State how many lines of the data below contain the word "trunk", matching case exactly. Give only the number.

--- START EXTRACTED MATERIAL ---

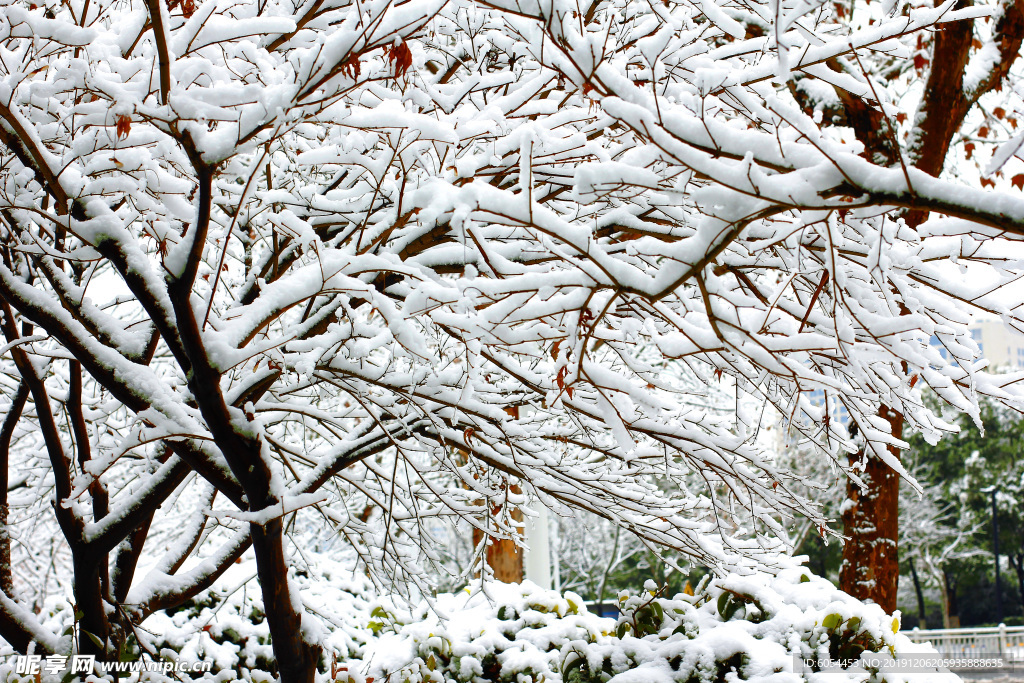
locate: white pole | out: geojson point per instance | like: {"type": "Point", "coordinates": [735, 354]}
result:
{"type": "Point", "coordinates": [538, 555]}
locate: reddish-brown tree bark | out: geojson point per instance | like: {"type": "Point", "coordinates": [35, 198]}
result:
{"type": "Point", "coordinates": [870, 517]}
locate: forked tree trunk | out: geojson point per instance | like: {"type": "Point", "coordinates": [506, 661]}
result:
{"type": "Point", "coordinates": [870, 557]}
{"type": "Point", "coordinates": [870, 561]}
{"type": "Point", "coordinates": [296, 656]}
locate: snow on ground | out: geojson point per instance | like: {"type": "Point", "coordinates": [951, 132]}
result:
{"type": "Point", "coordinates": [761, 628]}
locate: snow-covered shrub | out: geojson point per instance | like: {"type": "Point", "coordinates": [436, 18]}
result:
{"type": "Point", "coordinates": [497, 632]}
{"type": "Point", "coordinates": [752, 628]}
{"type": "Point", "coordinates": [758, 628]}
{"type": "Point", "coordinates": [229, 627]}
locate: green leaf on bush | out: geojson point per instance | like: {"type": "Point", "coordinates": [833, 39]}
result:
{"type": "Point", "coordinates": [723, 600]}
{"type": "Point", "coordinates": [832, 622]}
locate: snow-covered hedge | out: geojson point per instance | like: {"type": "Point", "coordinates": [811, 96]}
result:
{"type": "Point", "coordinates": [733, 629]}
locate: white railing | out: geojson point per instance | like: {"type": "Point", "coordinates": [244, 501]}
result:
{"type": "Point", "coordinates": [1006, 641]}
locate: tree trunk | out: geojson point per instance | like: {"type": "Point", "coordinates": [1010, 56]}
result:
{"type": "Point", "coordinates": [870, 517]}
{"type": "Point", "coordinates": [296, 657]}
{"type": "Point", "coordinates": [870, 568]}
{"type": "Point", "coordinates": [6, 434]}
{"type": "Point", "coordinates": [922, 617]}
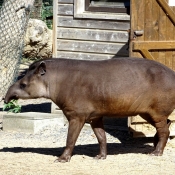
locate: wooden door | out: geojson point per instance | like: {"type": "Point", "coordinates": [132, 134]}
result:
{"type": "Point", "coordinates": [152, 36]}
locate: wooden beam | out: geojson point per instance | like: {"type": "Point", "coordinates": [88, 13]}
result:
{"type": "Point", "coordinates": [146, 54]}
{"type": "Point", "coordinates": [169, 12]}
{"type": "Point", "coordinates": [154, 45]}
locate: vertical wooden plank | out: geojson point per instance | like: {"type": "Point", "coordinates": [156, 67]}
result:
{"type": "Point", "coordinates": [134, 26]}
{"type": "Point", "coordinates": [54, 31]}
{"type": "Point", "coordinates": [162, 34]}
{"type": "Point", "coordinates": [155, 27]}
{"type": "Point", "coordinates": [173, 53]}
{"type": "Point", "coordinates": [140, 20]}
{"type": "Point", "coordinates": [148, 20]}
{"type": "Point", "coordinates": [169, 36]}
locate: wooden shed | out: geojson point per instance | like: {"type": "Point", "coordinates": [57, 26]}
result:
{"type": "Point", "coordinates": [103, 29]}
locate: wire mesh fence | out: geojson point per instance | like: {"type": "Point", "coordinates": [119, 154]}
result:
{"type": "Point", "coordinates": [14, 16]}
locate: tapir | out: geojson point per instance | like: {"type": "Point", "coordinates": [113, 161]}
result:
{"type": "Point", "coordinates": [88, 90]}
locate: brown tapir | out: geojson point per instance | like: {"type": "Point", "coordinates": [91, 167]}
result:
{"type": "Point", "coordinates": [88, 90]}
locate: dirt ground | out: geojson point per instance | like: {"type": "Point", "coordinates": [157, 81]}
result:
{"type": "Point", "coordinates": [34, 154]}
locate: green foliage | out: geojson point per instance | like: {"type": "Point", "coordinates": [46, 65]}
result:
{"type": "Point", "coordinates": [12, 106]}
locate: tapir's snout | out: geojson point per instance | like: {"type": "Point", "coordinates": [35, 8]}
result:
{"type": "Point", "coordinates": [10, 95]}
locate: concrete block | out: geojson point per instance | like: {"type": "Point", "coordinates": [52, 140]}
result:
{"type": "Point", "coordinates": [31, 122]}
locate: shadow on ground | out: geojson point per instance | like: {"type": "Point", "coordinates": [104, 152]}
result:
{"type": "Point", "coordinates": [134, 146]}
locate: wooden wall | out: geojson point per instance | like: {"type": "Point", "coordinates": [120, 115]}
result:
{"type": "Point", "coordinates": [81, 38]}
{"type": "Point", "coordinates": [157, 19]}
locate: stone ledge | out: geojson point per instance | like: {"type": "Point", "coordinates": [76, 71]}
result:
{"type": "Point", "coordinates": [31, 122]}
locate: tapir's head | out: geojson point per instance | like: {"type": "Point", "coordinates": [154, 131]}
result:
{"type": "Point", "coordinates": [32, 85]}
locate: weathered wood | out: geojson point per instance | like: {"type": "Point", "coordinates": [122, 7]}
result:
{"type": "Point", "coordinates": [91, 35]}
{"type": "Point", "coordinates": [93, 47]}
{"type": "Point", "coordinates": [55, 11]}
{"type": "Point", "coordinates": [154, 45]}
{"type": "Point", "coordinates": [83, 56]}
{"type": "Point", "coordinates": [65, 1]}
{"type": "Point", "coordinates": [146, 54]}
{"type": "Point", "coordinates": [65, 9]}
{"type": "Point", "coordinates": [157, 42]}
{"type": "Point", "coordinates": [167, 9]}
{"type": "Point", "coordinates": [155, 27]}
{"type": "Point", "coordinates": [79, 12]}
{"type": "Point", "coordinates": [169, 37]}
{"type": "Point", "coordinates": [69, 21]}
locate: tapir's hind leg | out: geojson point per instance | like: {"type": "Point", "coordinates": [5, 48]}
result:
{"type": "Point", "coordinates": [161, 137]}
{"type": "Point", "coordinates": [75, 126]}
{"type": "Point", "coordinates": [98, 128]}
{"type": "Point", "coordinates": [156, 138]}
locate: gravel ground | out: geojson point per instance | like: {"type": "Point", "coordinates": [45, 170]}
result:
{"type": "Point", "coordinates": [34, 154]}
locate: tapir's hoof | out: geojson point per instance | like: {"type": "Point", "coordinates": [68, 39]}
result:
{"type": "Point", "coordinates": [156, 153]}
{"type": "Point", "coordinates": [100, 157]}
{"type": "Point", "coordinates": [62, 160]}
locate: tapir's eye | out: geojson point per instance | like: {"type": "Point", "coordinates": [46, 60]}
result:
{"type": "Point", "coordinates": [22, 85]}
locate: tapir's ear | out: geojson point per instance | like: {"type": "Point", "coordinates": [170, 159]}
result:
{"type": "Point", "coordinates": [41, 70]}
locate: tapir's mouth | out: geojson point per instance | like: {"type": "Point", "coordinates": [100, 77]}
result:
{"type": "Point", "coordinates": [7, 100]}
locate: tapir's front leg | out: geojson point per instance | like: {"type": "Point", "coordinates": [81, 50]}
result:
{"type": "Point", "coordinates": [75, 126]}
{"type": "Point", "coordinates": [98, 128]}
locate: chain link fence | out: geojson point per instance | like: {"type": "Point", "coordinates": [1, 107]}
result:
{"type": "Point", "coordinates": [14, 16]}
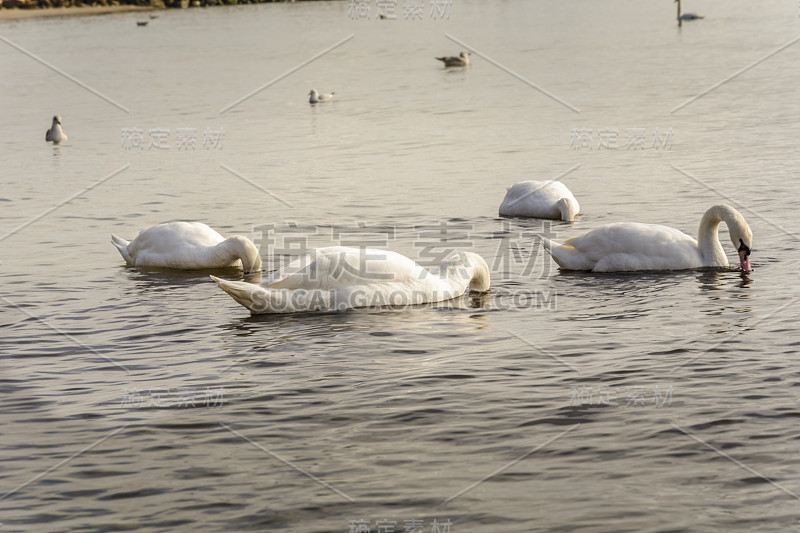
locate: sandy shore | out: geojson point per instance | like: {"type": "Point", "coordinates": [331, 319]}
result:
{"type": "Point", "coordinates": [12, 14]}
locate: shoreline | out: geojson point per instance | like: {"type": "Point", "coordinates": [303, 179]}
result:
{"type": "Point", "coordinates": [17, 14]}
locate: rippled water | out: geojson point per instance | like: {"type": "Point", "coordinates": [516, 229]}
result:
{"type": "Point", "coordinates": [145, 399]}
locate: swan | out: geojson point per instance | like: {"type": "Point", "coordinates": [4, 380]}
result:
{"type": "Point", "coordinates": [188, 245]}
{"type": "Point", "coordinates": [540, 199]}
{"type": "Point", "coordinates": [339, 278]}
{"type": "Point", "coordinates": [686, 16]}
{"type": "Point", "coordinates": [632, 246]}
{"type": "Point", "coordinates": [461, 60]}
{"type": "Point", "coordinates": [314, 97]}
{"type": "Point", "coordinates": [55, 133]}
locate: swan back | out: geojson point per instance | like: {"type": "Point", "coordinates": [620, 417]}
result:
{"type": "Point", "coordinates": [337, 278]}
{"type": "Point", "coordinates": [188, 245]}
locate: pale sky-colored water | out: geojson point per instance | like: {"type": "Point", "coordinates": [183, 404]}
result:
{"type": "Point", "coordinates": [400, 410]}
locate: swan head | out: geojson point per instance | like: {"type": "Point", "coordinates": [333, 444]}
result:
{"type": "Point", "coordinates": [568, 209]}
{"type": "Point", "coordinates": [244, 249]}
{"type": "Point", "coordinates": [742, 239]}
{"type": "Point", "coordinates": [478, 271]}
{"type": "Point", "coordinates": [740, 233]}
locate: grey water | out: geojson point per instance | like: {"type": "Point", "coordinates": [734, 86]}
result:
{"type": "Point", "coordinates": [149, 400]}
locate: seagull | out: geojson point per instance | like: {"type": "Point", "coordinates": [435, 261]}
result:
{"type": "Point", "coordinates": [686, 16]}
{"type": "Point", "coordinates": [461, 60]}
{"type": "Point", "coordinates": [314, 97]}
{"type": "Point", "coordinates": [55, 133]}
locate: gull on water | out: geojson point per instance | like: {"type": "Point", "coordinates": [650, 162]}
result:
{"type": "Point", "coordinates": [314, 97]}
{"type": "Point", "coordinates": [461, 60]}
{"type": "Point", "coordinates": [55, 133]}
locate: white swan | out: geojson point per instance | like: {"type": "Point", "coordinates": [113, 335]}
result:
{"type": "Point", "coordinates": [314, 97]}
{"type": "Point", "coordinates": [338, 278]}
{"type": "Point", "coordinates": [461, 60]}
{"type": "Point", "coordinates": [685, 16]}
{"type": "Point", "coordinates": [632, 246]}
{"type": "Point", "coordinates": [540, 199]}
{"type": "Point", "coordinates": [188, 245]}
{"type": "Point", "coordinates": [55, 133]}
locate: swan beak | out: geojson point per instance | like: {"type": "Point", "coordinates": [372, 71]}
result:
{"type": "Point", "coordinates": [744, 260]}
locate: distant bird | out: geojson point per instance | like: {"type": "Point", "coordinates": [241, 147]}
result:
{"type": "Point", "coordinates": [685, 16]}
{"type": "Point", "coordinates": [314, 97]}
{"type": "Point", "coordinates": [55, 133]}
{"type": "Point", "coordinates": [461, 60]}
{"type": "Point", "coordinates": [188, 246]}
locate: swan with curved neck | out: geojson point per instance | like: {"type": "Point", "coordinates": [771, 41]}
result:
{"type": "Point", "coordinates": [56, 133]}
{"type": "Point", "coordinates": [188, 246]}
{"type": "Point", "coordinates": [540, 199]}
{"type": "Point", "coordinates": [337, 278]}
{"type": "Point", "coordinates": [630, 246]}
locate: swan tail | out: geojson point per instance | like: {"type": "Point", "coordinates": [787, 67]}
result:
{"type": "Point", "coordinates": [260, 300]}
{"type": "Point", "coordinates": [122, 246]}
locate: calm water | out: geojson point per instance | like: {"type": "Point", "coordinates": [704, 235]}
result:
{"type": "Point", "coordinates": [150, 400]}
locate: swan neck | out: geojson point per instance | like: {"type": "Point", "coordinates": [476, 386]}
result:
{"type": "Point", "coordinates": [242, 248]}
{"type": "Point", "coordinates": [708, 234]}
{"type": "Point", "coordinates": [567, 208]}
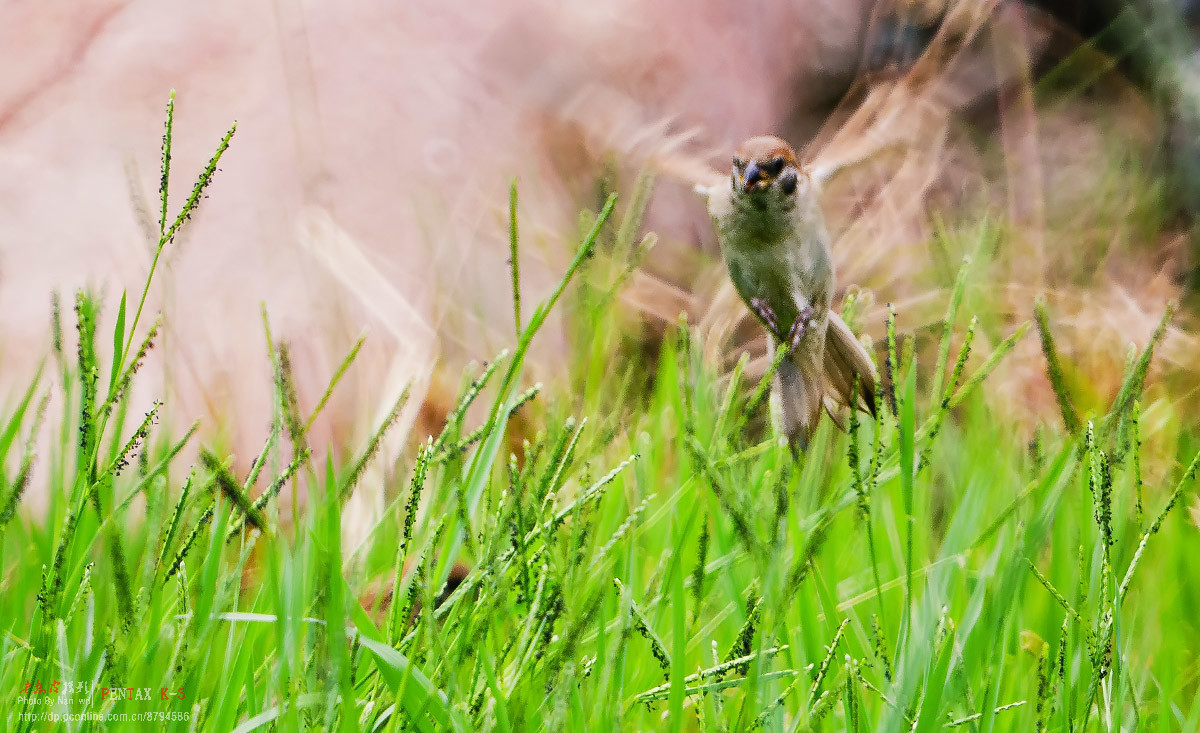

--- END EXTRACTED MATERIAL ---

RESPONSE TO THE TASK:
2